* The problem
Only the lines from the one containing "Pretty please, detect the dark green" through the last line of the data are to be written out, exactly and in full.

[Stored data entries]
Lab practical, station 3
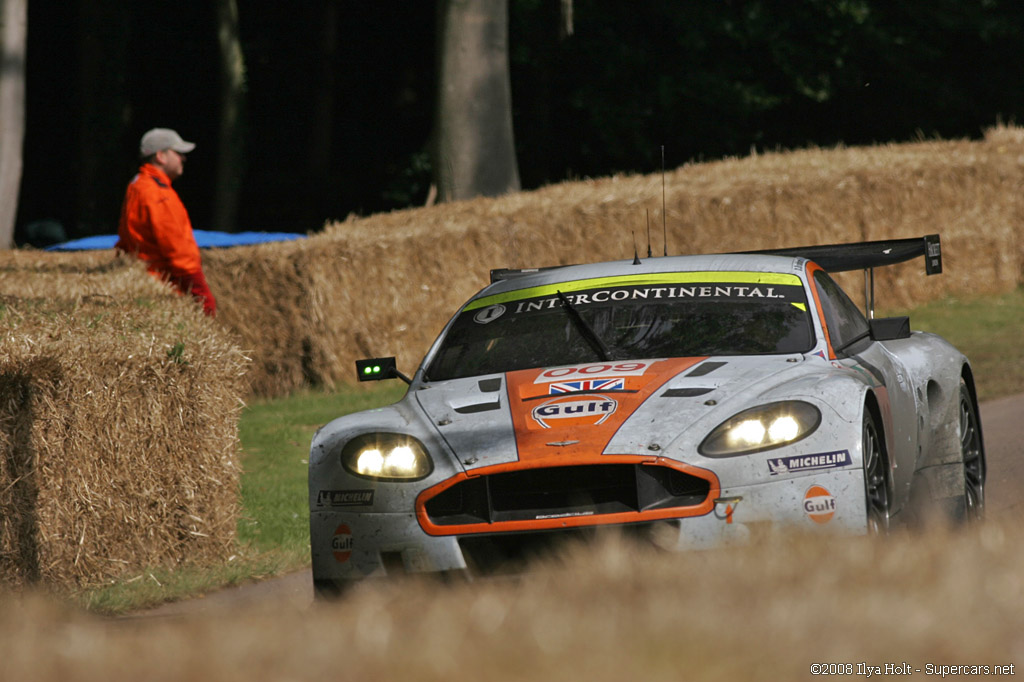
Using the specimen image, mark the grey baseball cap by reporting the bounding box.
[139,128,196,157]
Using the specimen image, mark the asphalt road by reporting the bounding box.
[978,393,1024,517]
[135,394,1024,619]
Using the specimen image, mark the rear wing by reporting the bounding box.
[744,234,941,319]
[747,234,941,275]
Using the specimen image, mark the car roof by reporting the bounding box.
[480,253,807,298]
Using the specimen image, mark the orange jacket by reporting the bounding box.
[116,164,202,277]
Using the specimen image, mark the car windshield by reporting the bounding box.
[425,272,815,381]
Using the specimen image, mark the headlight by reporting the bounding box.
[699,401,821,457]
[341,433,433,480]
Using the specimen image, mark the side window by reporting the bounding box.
[813,270,869,353]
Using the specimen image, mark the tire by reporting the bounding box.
[863,408,891,534]
[958,379,986,522]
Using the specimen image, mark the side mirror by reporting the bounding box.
[869,316,911,341]
[355,357,411,384]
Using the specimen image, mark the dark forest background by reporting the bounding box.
[14,0,1024,246]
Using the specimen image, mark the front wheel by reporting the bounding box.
[863,409,891,534]
[958,379,986,522]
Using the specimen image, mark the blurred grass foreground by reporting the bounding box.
[2,522,1021,682]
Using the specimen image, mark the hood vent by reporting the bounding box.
[454,400,501,414]
[478,378,502,392]
[685,361,728,377]
[661,387,714,398]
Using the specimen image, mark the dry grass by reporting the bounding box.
[0,266,249,588]
[0,522,1019,681]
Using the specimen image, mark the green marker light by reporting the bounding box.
[356,357,398,382]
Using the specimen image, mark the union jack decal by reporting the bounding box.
[549,378,625,394]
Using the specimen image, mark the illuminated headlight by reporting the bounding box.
[699,401,821,457]
[341,433,433,480]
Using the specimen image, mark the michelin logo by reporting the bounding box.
[317,489,375,507]
[768,450,851,476]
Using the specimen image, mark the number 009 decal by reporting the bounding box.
[534,362,652,384]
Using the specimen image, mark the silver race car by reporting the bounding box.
[309,235,985,595]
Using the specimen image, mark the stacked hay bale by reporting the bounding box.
[5,132,1024,403]
[0,255,248,588]
[201,132,1024,398]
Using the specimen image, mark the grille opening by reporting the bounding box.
[424,464,711,527]
[637,464,712,510]
[425,477,489,525]
[489,465,638,520]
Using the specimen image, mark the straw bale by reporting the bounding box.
[0,293,249,588]
[5,131,1024,399]
[219,133,1021,397]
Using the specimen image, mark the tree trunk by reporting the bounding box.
[560,0,574,39]
[213,0,246,232]
[434,0,520,202]
[0,0,27,249]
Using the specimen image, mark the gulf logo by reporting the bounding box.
[531,394,618,428]
[803,485,836,524]
[332,523,353,563]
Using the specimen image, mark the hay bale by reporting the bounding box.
[204,133,1024,397]
[6,132,1024,399]
[0,293,249,588]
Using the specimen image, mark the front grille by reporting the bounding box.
[423,463,711,527]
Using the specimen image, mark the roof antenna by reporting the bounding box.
[661,145,668,256]
[646,209,652,258]
[632,231,641,265]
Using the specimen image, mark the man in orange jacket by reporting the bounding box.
[116,128,217,316]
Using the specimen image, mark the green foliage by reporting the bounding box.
[236,382,407,555]
[509,0,1024,186]
[883,287,1024,402]
[382,149,433,207]
[78,552,294,616]
[21,1,1024,239]
[166,341,187,364]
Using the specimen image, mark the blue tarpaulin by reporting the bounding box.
[46,229,306,251]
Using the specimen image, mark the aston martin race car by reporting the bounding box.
[309,234,985,595]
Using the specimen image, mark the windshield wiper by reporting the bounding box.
[557,290,613,361]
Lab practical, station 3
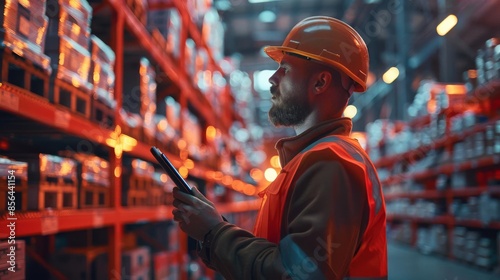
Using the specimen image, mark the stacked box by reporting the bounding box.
[45,0,93,92]
[476,38,500,86]
[153,251,168,280]
[1,0,51,72]
[476,49,487,86]
[72,154,110,208]
[150,171,165,206]
[452,227,467,260]
[164,97,181,136]
[0,157,28,213]
[89,35,116,128]
[498,232,500,269]
[121,115,141,139]
[140,58,157,145]
[463,69,478,95]
[153,115,178,152]
[6,153,78,210]
[475,237,497,269]
[182,110,202,159]
[0,0,51,98]
[166,9,182,60]
[485,124,496,155]
[50,247,108,280]
[165,251,180,280]
[464,230,480,264]
[0,240,25,280]
[195,48,209,92]
[185,39,196,78]
[122,159,154,206]
[120,108,144,142]
[201,8,224,61]
[156,97,182,155]
[484,38,500,82]
[122,246,150,279]
[212,71,227,111]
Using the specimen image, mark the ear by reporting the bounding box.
[313,71,332,94]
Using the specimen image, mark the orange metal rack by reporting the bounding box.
[0,1,260,279]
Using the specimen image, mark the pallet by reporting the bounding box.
[79,183,110,209]
[0,47,50,99]
[52,78,91,118]
[31,184,78,210]
[91,98,115,129]
[0,186,28,212]
[127,189,148,206]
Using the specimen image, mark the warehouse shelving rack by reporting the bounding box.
[0,0,260,279]
[378,80,500,265]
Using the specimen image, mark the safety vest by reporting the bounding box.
[253,135,387,279]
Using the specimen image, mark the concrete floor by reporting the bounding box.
[388,242,500,280]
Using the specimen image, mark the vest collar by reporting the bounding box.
[275,118,353,167]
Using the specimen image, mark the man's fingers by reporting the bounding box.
[172,187,196,205]
[192,186,205,200]
[173,200,199,216]
[172,209,184,222]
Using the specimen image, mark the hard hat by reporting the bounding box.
[264,16,369,92]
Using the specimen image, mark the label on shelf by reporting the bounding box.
[55,110,71,129]
[93,210,104,227]
[0,90,20,112]
[41,212,58,235]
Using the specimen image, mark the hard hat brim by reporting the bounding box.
[264,45,367,92]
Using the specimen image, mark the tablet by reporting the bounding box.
[150,146,194,195]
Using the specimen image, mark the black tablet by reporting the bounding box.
[150,146,194,195]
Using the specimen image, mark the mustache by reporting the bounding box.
[270,86,278,95]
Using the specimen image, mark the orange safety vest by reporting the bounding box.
[253,135,387,279]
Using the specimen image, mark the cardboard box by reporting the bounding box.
[122,246,151,277]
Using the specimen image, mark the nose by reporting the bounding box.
[268,70,279,86]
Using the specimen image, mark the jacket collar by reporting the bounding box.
[275,118,353,167]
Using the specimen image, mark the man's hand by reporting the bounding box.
[172,186,224,241]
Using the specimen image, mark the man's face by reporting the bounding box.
[268,54,313,127]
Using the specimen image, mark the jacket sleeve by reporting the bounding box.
[202,150,368,280]
[282,151,369,279]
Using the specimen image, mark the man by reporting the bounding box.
[172,16,387,280]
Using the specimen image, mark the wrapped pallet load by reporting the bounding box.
[140,58,157,145]
[89,35,116,128]
[0,0,51,97]
[45,0,93,117]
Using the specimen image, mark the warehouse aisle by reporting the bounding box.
[388,242,499,280]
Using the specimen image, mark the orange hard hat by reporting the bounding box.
[264,16,369,92]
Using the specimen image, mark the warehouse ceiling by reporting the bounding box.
[214,0,500,133]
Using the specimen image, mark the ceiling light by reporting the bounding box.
[249,0,282,3]
[214,0,231,10]
[382,67,399,84]
[258,10,277,23]
[264,168,278,182]
[343,105,358,119]
[436,14,458,36]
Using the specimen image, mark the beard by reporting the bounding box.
[268,91,311,127]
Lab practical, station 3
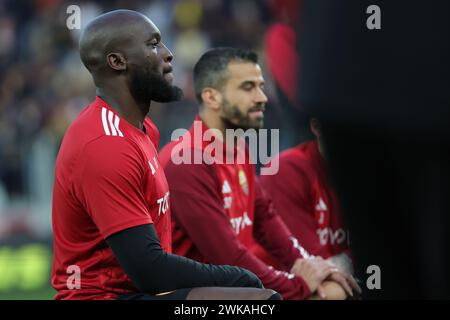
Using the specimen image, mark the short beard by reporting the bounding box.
[129,64,183,106]
[221,99,263,130]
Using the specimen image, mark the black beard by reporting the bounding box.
[128,64,183,105]
[221,100,263,130]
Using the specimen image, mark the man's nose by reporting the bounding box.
[255,87,268,104]
[161,43,173,63]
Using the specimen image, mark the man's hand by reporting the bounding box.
[327,252,354,275]
[292,258,362,299]
[309,281,347,300]
[290,257,339,294]
[322,270,362,298]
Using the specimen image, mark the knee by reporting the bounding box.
[267,290,282,300]
[260,289,282,300]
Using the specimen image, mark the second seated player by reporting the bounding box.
[159,48,360,300]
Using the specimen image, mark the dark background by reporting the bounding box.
[299,0,450,299]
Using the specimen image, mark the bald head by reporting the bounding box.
[79,9,160,74]
[79,9,181,104]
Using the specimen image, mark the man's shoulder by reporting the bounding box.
[63,101,110,145]
[59,103,144,167]
[280,141,310,159]
[258,141,317,189]
[271,141,314,170]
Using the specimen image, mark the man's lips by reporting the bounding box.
[164,72,174,82]
[163,66,173,82]
[248,107,265,118]
[163,64,173,74]
[249,105,265,112]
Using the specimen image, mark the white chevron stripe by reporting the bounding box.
[108,110,117,136]
[101,107,110,136]
[114,115,124,137]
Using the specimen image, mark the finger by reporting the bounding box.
[332,274,353,297]
[316,285,327,299]
[315,260,337,271]
[318,266,336,282]
[346,275,362,294]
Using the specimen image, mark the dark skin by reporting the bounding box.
[79,9,180,131]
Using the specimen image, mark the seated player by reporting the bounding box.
[259,117,353,274]
[51,10,280,300]
[159,48,360,299]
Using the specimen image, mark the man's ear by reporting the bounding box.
[310,117,322,138]
[201,87,222,111]
[106,53,127,71]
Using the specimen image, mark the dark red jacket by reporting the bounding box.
[159,118,312,299]
[260,140,350,259]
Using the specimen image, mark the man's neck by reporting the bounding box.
[96,86,150,131]
[199,109,244,148]
[199,109,227,140]
[316,138,327,161]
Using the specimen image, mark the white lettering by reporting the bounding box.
[66,265,81,289]
[366,5,381,30]
[366,265,381,289]
[66,5,81,30]
[157,192,170,216]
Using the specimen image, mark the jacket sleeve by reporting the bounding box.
[164,159,312,299]
[253,178,311,271]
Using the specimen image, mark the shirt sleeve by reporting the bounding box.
[259,157,330,258]
[164,156,312,300]
[253,179,310,271]
[73,137,152,239]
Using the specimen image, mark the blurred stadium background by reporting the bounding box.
[0,0,302,299]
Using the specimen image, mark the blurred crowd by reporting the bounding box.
[0,0,302,238]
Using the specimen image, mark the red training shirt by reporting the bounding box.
[52,96,171,300]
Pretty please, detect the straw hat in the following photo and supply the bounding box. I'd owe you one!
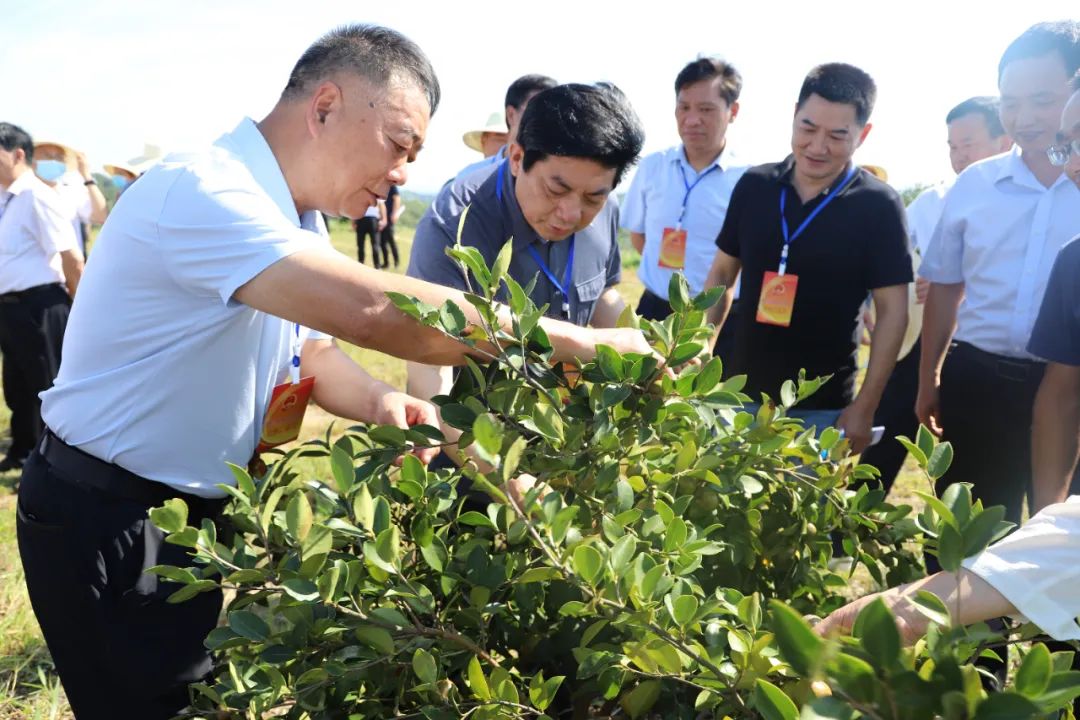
[33,140,77,168]
[462,112,508,153]
[860,164,889,182]
[126,142,165,173]
[103,163,138,179]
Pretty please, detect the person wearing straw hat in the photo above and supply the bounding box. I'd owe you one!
[0,123,85,472]
[463,110,508,158]
[16,26,655,720]
[103,161,138,196]
[33,139,107,254]
[105,144,166,198]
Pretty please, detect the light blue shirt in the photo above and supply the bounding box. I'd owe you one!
[453,145,506,183]
[41,118,330,498]
[920,148,1080,358]
[621,145,748,298]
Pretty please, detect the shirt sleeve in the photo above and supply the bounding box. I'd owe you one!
[1028,238,1080,364]
[604,201,622,287]
[405,204,468,291]
[715,173,749,258]
[619,156,649,234]
[156,169,321,305]
[864,191,914,289]
[962,497,1080,640]
[919,179,966,284]
[31,192,79,255]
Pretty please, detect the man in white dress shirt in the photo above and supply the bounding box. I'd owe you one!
[16,25,653,720]
[918,21,1080,526]
[0,123,84,472]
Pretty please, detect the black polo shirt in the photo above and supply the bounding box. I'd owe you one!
[716,156,912,409]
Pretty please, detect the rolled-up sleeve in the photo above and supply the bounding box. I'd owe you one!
[962,498,1080,640]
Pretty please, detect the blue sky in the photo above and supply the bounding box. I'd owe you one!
[3,0,1076,193]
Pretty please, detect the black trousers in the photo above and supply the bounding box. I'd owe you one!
[860,340,921,494]
[0,283,70,461]
[380,223,400,269]
[355,217,382,267]
[636,289,740,368]
[17,432,224,719]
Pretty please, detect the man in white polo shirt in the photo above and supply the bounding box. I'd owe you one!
[0,123,84,472]
[17,25,653,720]
[918,21,1080,527]
[621,57,748,362]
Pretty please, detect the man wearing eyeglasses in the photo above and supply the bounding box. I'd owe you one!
[1029,70,1080,514]
[918,21,1080,526]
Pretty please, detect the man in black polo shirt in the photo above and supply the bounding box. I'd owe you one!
[702,63,912,452]
[407,83,644,466]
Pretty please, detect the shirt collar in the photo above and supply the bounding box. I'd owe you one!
[672,143,732,174]
[996,145,1073,192]
[216,117,303,227]
[496,162,546,253]
[5,167,40,195]
[776,155,857,196]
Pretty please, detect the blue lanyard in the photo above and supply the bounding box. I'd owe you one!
[496,160,575,317]
[777,165,858,275]
[290,323,301,384]
[675,162,720,228]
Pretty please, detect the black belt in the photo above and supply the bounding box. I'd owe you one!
[38,430,225,516]
[951,341,1045,383]
[0,282,65,303]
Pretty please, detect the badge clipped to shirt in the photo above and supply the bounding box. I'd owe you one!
[255,324,315,455]
[756,271,799,327]
[658,227,688,269]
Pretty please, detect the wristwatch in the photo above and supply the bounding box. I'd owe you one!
[83,178,96,186]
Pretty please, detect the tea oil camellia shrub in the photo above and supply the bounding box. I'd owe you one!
[150,246,1080,719]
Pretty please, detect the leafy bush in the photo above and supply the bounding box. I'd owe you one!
[150,250,1079,719]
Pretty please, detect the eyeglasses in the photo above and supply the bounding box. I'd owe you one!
[1047,138,1080,166]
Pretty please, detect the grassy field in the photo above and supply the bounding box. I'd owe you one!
[0,218,926,718]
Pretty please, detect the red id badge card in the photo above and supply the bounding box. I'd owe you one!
[255,376,315,453]
[658,227,687,269]
[756,272,799,327]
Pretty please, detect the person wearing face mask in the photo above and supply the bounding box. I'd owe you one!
[33,141,107,255]
[700,63,912,450]
[917,21,1080,528]
[103,162,138,197]
[0,124,85,473]
[405,83,642,468]
[16,26,655,720]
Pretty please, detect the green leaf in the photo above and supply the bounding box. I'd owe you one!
[281,578,320,602]
[609,534,637,573]
[670,342,704,366]
[355,625,395,655]
[149,498,189,534]
[1014,644,1051,698]
[573,545,604,585]
[961,505,1007,557]
[148,565,197,585]
[226,463,256,499]
[927,441,954,480]
[330,444,354,495]
[286,492,313,542]
[754,679,799,720]
[694,357,724,394]
[302,523,333,560]
[827,653,877,704]
[467,656,491,701]
[1037,671,1080,712]
[972,692,1042,719]
[166,579,218,603]
[228,610,270,642]
[780,380,796,408]
[669,594,699,626]
[530,402,565,443]
[855,597,901,668]
[668,273,690,312]
[518,567,562,583]
[799,697,857,720]
[896,436,928,467]
[472,413,503,464]
[375,527,401,570]
[353,483,374,530]
[596,344,625,381]
[937,523,965,573]
[768,600,824,676]
[620,680,662,720]
[502,436,527,482]
[529,672,565,712]
[911,590,951,627]
[412,648,438,685]
[916,424,936,462]
[692,285,726,311]
[458,511,497,529]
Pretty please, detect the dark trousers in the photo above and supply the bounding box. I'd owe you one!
[860,340,921,494]
[355,217,382,268]
[17,432,224,719]
[636,288,740,369]
[0,283,70,461]
[380,224,400,269]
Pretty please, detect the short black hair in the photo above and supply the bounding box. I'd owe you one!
[0,122,34,165]
[674,57,742,106]
[282,24,440,115]
[998,21,1080,83]
[517,83,645,187]
[946,96,1006,137]
[797,63,877,126]
[505,74,558,111]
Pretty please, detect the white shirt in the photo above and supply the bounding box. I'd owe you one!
[0,170,79,293]
[905,179,952,257]
[963,496,1080,640]
[920,148,1080,358]
[54,171,93,252]
[41,118,332,498]
[621,145,748,298]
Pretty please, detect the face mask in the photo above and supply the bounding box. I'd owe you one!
[35,159,67,182]
[111,174,130,190]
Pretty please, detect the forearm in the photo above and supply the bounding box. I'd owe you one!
[891,569,1016,636]
[918,282,963,384]
[60,250,84,297]
[589,287,625,328]
[86,185,108,224]
[302,341,394,423]
[1031,369,1080,513]
[703,256,738,349]
[630,232,645,254]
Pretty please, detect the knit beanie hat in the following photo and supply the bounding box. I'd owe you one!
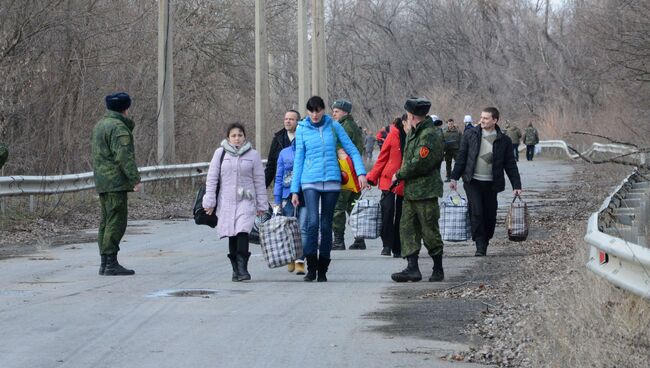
[463,115,472,123]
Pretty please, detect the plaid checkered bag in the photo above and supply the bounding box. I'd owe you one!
[506,195,529,242]
[259,215,303,268]
[439,191,471,242]
[350,191,382,239]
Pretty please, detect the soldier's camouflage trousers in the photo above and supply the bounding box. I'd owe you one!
[400,198,443,258]
[98,191,128,255]
[332,189,360,237]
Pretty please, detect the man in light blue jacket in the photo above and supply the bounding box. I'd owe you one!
[291,96,367,282]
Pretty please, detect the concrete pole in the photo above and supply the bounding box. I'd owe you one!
[255,0,270,155]
[311,0,328,105]
[157,0,175,164]
[297,0,310,114]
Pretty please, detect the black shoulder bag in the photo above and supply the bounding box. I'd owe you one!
[193,149,226,228]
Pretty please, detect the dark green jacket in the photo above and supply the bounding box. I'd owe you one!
[524,126,539,145]
[443,126,462,151]
[338,114,364,155]
[0,143,8,170]
[505,126,522,144]
[91,111,141,193]
[396,116,444,200]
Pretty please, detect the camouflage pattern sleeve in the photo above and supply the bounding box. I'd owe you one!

* Answer space
Pretty please, detect the dark green jacket in the photo above and supply the bounding box. I'd owe you one!
[524,126,539,145]
[443,126,462,151]
[338,114,364,155]
[0,143,8,170]
[505,126,522,144]
[91,111,141,193]
[396,116,444,200]
Pretty please, detect the camouflage pattern sleeve in the photo above and supply the bounding box. I'd owe you one!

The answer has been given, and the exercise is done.